"""

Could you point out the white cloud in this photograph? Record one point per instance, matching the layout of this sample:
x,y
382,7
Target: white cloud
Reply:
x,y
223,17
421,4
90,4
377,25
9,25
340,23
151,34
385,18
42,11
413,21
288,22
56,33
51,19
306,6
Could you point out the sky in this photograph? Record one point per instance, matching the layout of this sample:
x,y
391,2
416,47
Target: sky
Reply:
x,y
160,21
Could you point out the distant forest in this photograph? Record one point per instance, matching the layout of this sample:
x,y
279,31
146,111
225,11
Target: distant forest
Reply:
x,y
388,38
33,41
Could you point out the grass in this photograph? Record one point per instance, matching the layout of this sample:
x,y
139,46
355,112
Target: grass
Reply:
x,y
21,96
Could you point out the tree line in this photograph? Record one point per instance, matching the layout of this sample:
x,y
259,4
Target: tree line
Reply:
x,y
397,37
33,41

"""
"""

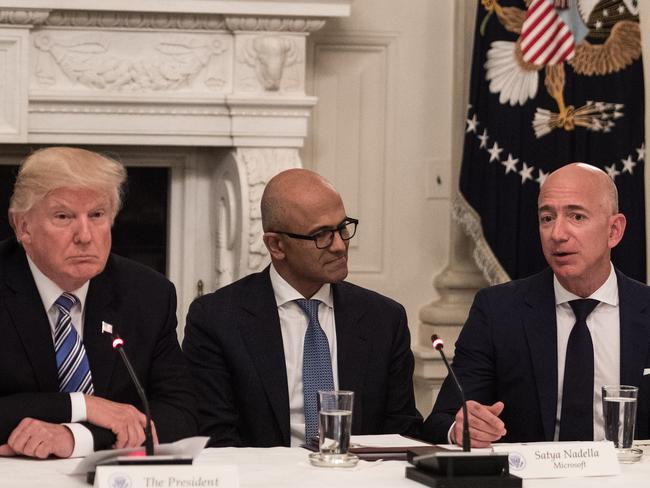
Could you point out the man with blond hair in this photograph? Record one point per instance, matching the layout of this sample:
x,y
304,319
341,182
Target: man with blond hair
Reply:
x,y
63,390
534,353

"""

[What is required] Go through the entries and copy each line holding the string "tree".

[Answer to the exercise]
Could you point out the tree line in this photograph? Record one point per instance, matching the layout of this sample:
Target: tree line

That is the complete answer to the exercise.